Data provided:
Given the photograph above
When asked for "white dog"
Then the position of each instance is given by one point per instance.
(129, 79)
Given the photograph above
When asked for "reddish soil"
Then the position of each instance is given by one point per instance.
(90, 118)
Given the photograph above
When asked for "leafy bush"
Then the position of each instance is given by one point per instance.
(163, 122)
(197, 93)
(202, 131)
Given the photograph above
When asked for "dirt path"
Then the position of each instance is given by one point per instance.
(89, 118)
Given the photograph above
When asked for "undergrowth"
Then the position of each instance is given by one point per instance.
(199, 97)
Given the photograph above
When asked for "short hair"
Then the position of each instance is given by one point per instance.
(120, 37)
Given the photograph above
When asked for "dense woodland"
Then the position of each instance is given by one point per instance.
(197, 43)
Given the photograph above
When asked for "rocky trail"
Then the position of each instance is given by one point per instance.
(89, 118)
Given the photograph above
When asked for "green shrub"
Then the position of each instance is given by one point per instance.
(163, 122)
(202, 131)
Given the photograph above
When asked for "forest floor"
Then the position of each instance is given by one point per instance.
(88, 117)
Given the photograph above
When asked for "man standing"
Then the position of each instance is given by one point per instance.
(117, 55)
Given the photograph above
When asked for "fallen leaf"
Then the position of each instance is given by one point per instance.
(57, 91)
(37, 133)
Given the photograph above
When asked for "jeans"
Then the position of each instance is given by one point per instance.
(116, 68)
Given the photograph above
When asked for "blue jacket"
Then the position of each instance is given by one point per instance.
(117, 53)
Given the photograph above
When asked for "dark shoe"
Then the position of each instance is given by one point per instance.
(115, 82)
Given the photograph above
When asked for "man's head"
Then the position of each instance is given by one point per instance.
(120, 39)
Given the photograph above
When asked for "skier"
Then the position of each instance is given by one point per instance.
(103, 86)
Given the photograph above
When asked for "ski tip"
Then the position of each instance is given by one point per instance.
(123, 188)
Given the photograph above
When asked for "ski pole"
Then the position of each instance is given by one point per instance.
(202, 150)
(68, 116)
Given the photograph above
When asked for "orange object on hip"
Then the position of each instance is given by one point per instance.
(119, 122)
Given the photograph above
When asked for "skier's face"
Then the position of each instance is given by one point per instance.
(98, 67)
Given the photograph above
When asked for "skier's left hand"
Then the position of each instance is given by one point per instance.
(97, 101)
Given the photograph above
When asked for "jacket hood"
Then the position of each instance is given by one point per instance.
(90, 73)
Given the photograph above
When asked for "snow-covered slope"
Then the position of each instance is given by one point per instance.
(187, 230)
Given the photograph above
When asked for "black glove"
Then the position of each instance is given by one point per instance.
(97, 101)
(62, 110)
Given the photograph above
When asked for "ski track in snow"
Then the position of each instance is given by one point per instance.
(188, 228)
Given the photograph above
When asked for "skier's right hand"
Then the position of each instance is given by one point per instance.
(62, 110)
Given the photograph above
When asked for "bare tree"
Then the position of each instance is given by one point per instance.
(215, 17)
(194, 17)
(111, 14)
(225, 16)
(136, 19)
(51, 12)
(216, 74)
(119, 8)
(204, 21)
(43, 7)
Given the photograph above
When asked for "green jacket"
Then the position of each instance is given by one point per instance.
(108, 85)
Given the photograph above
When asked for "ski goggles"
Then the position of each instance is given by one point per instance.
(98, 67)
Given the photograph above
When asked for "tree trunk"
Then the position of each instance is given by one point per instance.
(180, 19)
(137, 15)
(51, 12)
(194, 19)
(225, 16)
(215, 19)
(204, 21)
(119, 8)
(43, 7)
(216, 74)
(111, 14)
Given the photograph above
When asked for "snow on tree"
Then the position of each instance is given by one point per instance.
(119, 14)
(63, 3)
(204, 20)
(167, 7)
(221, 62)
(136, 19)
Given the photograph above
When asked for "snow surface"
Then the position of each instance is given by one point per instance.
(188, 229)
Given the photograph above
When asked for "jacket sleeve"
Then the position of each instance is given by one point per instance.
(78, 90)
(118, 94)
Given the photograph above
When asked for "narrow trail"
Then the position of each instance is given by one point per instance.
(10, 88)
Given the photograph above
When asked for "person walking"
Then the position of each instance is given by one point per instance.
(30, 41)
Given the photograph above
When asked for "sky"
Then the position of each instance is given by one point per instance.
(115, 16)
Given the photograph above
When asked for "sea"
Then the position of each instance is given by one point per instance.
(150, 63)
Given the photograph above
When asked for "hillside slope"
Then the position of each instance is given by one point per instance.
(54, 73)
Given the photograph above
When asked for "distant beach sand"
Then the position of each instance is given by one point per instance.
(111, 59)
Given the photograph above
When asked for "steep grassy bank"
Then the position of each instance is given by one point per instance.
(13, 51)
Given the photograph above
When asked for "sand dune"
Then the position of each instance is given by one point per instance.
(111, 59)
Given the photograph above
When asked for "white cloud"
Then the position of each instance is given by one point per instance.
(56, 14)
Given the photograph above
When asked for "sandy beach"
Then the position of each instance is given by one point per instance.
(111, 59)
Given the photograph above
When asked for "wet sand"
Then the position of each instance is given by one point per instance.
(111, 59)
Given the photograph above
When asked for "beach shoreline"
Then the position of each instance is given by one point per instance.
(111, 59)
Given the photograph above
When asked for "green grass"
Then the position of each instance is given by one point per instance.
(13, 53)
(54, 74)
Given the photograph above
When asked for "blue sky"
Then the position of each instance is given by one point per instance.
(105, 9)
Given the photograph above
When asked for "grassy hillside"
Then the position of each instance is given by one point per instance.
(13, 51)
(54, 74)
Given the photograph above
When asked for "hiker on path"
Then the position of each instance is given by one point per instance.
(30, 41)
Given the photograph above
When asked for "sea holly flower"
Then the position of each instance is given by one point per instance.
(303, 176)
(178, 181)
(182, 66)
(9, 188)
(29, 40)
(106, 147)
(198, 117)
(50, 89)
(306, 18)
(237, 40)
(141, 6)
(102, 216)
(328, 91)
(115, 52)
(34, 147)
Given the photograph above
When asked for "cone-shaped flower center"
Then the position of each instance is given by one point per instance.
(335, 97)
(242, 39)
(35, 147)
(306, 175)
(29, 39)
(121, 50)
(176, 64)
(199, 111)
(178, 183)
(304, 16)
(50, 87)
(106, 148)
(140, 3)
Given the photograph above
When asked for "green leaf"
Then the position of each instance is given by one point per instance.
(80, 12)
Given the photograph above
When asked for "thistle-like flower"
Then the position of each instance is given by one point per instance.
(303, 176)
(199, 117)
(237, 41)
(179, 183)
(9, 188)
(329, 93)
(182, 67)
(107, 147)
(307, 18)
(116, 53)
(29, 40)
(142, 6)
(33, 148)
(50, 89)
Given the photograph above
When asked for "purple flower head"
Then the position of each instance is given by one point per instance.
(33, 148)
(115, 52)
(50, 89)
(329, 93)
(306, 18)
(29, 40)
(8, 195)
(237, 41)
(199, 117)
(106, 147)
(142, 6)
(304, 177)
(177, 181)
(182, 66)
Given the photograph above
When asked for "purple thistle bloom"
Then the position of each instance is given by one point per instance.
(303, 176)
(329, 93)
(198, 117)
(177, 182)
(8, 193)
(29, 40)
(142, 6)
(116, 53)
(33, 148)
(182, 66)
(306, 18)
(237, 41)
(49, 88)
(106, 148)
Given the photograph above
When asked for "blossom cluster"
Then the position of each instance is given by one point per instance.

Goal of the exercise: Should a line in the material contain "skier", copy it.

Exercise solution:
When asked for "skier"
When asked for "skier's face"
When asked for "skier's left hand"
When asked for "skier's right hand"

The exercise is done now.